====== Provided information
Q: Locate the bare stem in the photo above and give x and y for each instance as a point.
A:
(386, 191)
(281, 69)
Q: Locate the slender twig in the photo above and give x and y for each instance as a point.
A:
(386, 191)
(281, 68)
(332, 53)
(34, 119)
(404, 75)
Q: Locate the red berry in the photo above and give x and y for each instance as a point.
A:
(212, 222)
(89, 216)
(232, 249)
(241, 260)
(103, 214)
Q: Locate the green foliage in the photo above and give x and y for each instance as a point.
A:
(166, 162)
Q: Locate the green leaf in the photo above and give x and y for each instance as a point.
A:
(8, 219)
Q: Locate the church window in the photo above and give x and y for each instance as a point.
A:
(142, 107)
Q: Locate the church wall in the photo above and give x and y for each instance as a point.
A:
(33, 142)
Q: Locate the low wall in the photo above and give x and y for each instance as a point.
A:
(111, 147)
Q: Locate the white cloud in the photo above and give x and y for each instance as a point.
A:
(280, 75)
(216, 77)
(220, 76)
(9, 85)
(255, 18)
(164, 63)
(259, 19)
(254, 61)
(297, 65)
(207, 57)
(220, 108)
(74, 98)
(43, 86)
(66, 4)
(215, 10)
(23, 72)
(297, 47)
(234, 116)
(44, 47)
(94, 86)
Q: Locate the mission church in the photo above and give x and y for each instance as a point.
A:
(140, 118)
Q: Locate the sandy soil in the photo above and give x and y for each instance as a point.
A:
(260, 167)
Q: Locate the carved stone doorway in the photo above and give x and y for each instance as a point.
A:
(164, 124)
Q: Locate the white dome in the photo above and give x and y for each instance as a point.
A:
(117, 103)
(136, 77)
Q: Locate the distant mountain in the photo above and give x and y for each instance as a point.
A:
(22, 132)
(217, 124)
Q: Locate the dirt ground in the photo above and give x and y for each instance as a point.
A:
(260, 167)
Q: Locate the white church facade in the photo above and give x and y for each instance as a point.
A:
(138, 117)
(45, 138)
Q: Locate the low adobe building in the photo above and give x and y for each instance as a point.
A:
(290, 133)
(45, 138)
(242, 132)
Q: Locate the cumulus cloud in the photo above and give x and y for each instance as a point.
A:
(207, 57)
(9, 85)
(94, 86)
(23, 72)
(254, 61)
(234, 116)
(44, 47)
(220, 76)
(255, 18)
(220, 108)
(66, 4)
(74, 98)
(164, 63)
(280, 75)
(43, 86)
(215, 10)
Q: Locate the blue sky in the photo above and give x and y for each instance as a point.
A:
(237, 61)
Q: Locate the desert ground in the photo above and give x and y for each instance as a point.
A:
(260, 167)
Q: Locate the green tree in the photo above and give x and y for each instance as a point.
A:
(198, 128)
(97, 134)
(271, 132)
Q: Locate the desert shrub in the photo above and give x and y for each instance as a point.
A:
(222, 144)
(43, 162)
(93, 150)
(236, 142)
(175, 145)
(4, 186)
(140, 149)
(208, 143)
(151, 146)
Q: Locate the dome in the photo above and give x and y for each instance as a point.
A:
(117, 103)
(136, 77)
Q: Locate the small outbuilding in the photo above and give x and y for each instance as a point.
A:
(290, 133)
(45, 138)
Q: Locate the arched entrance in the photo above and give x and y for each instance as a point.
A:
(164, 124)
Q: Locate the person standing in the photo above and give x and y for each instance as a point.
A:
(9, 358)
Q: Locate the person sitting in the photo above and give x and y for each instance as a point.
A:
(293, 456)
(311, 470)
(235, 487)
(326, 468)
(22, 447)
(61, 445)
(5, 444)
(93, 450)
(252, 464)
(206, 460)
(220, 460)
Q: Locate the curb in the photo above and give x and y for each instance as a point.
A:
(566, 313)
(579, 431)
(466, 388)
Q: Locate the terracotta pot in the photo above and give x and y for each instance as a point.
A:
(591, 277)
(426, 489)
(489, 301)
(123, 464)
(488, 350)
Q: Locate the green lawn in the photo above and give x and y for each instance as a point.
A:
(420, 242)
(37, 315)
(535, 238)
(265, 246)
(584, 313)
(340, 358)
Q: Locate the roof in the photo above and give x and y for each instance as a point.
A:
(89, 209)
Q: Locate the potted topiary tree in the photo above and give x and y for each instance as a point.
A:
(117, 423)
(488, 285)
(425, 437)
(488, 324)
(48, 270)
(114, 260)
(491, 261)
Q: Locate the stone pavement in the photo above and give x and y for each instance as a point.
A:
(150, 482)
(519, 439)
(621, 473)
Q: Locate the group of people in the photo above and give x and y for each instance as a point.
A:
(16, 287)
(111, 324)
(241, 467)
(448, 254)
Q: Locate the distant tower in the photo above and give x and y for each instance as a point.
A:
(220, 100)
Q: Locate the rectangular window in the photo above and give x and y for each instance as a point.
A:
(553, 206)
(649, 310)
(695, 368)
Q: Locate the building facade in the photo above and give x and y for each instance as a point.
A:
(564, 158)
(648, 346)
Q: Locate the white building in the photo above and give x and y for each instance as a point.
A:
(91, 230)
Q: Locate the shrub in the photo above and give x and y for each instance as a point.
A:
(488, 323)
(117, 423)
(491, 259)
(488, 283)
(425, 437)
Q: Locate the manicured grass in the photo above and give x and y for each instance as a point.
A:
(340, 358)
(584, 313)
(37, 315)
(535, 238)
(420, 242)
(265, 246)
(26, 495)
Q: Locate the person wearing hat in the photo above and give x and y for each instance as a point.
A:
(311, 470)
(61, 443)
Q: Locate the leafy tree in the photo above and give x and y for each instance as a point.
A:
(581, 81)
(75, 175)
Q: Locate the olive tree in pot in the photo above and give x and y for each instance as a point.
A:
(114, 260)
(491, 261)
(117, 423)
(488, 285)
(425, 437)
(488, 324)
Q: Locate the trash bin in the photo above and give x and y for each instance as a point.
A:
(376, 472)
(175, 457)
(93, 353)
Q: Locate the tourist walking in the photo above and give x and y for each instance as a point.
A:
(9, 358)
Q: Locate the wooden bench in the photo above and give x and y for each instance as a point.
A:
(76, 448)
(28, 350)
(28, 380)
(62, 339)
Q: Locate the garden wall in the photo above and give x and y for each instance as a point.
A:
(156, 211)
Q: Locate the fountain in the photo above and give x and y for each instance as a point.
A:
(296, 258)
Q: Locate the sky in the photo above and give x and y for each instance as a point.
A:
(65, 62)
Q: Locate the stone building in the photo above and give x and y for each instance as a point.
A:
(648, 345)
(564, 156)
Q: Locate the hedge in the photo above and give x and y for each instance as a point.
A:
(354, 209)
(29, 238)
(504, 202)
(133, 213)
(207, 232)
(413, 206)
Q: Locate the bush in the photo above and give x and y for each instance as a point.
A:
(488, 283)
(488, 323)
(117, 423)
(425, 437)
============
====== Provided information
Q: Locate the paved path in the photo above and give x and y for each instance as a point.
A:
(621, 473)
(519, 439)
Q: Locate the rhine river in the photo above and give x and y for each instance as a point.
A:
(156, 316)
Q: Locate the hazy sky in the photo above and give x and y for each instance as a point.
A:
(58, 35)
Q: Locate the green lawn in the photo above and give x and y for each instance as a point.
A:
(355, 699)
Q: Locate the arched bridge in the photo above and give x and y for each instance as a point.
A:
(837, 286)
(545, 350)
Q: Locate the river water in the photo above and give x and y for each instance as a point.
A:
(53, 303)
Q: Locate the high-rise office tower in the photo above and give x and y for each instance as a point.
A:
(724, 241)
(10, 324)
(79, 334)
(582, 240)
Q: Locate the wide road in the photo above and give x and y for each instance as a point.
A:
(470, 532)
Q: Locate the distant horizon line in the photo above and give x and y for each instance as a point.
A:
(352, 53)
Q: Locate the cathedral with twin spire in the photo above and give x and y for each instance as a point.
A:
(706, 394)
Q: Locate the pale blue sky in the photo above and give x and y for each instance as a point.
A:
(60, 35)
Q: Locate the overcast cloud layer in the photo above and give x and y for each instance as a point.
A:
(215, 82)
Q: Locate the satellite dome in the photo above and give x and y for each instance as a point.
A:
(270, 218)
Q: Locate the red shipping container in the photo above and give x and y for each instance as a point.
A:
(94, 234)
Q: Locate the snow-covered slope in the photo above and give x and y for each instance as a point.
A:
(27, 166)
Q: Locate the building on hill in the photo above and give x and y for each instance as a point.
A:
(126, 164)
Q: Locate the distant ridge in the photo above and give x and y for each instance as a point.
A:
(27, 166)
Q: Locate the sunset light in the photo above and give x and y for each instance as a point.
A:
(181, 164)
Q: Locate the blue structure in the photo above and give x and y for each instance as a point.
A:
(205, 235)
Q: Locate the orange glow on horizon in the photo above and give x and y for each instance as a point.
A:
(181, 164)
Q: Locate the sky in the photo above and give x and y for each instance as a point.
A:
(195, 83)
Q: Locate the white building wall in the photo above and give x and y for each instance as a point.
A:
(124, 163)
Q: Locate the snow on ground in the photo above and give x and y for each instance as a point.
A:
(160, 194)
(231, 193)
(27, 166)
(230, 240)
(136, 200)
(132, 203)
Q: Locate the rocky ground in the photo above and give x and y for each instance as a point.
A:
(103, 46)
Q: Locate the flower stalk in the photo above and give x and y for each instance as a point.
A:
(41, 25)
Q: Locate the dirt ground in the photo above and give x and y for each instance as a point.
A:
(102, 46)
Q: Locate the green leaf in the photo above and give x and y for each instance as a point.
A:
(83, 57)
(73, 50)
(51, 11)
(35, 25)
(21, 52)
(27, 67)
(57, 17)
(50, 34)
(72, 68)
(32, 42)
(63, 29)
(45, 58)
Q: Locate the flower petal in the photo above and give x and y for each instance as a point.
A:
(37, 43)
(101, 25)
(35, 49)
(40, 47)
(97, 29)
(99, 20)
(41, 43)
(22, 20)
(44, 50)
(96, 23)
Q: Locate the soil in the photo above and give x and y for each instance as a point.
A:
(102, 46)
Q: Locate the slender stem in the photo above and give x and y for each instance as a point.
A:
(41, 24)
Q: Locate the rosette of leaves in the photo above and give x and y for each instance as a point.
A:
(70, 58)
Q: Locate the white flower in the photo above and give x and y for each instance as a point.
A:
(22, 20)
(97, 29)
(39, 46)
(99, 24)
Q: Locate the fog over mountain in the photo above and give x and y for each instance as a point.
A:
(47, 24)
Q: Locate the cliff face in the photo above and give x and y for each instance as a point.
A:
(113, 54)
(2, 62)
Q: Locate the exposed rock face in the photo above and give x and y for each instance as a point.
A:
============
====== Provided information
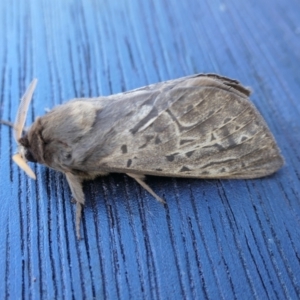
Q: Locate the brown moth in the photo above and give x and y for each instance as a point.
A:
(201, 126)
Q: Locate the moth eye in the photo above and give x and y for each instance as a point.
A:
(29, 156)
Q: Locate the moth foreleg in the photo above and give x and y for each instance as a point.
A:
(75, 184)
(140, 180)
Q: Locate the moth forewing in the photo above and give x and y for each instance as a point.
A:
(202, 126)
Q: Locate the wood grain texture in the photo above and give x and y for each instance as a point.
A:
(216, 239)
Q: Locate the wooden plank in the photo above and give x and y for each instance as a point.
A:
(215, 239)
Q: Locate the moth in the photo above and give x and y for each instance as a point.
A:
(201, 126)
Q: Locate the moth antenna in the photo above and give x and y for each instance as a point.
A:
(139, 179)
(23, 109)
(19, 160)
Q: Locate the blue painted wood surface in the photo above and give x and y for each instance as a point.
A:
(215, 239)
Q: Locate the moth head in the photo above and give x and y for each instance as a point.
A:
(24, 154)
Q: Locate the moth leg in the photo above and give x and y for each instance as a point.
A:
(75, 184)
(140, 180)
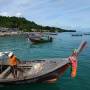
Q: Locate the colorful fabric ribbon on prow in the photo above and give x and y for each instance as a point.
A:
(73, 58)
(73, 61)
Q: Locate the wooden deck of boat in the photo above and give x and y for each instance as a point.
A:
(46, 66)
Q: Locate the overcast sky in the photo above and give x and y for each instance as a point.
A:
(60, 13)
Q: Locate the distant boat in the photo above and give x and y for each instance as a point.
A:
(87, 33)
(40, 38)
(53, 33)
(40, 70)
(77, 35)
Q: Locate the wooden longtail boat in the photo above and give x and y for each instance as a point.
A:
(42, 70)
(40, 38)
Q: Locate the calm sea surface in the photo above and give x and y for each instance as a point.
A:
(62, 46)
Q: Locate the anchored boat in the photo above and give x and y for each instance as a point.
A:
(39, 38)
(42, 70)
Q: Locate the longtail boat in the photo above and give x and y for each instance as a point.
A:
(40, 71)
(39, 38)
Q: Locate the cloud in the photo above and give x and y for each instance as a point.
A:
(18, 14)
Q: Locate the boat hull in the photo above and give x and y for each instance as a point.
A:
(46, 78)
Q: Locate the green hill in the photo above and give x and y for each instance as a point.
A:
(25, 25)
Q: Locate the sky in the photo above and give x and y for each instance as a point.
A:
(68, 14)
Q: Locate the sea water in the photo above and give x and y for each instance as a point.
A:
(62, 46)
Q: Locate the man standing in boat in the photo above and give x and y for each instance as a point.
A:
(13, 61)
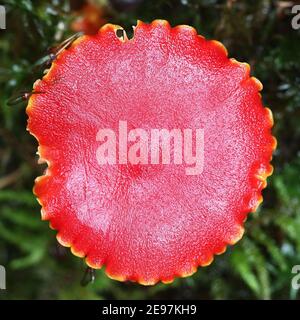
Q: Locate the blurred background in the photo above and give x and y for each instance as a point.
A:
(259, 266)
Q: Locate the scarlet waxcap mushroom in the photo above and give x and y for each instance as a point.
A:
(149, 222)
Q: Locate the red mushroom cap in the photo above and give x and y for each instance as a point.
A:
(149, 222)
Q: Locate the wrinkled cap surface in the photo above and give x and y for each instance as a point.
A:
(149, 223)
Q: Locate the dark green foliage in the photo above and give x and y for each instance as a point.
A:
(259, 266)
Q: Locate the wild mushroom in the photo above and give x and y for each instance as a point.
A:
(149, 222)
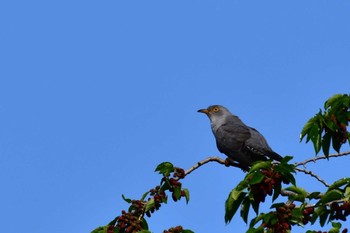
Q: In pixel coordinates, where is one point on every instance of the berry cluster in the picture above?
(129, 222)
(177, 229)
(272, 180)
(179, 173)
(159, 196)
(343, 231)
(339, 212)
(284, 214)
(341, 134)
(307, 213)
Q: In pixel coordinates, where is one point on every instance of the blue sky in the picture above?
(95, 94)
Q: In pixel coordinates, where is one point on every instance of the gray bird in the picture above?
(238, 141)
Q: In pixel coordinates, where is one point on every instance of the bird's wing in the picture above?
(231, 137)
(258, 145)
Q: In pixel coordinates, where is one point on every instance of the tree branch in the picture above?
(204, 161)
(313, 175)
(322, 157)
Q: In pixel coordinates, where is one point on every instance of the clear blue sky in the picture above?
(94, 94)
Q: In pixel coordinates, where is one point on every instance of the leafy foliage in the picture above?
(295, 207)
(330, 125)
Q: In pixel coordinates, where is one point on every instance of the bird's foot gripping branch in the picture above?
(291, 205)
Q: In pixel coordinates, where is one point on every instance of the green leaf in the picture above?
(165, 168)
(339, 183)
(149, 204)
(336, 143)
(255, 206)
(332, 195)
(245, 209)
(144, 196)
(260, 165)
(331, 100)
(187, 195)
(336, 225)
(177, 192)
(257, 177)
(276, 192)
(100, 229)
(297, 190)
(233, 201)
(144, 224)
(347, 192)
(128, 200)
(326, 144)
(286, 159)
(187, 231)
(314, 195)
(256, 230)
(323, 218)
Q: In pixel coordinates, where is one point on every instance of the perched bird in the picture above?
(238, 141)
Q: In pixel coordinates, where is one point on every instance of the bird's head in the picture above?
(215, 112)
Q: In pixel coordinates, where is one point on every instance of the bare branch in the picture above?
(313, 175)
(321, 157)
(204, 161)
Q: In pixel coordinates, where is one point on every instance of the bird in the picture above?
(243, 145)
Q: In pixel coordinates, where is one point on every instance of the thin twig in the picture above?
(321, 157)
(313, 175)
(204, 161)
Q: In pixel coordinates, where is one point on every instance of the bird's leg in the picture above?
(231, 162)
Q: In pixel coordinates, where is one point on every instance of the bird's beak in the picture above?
============
__Your assignment__: Scan the listing and report each line where the word "overcast" shows up.

__Output for this exercise__:
Q: Locate the overcast cloud layer in the photo above and give x and y for each instance as a point.
Q: Locate the overcast sky in the photo above and give x and y for each instance as a point.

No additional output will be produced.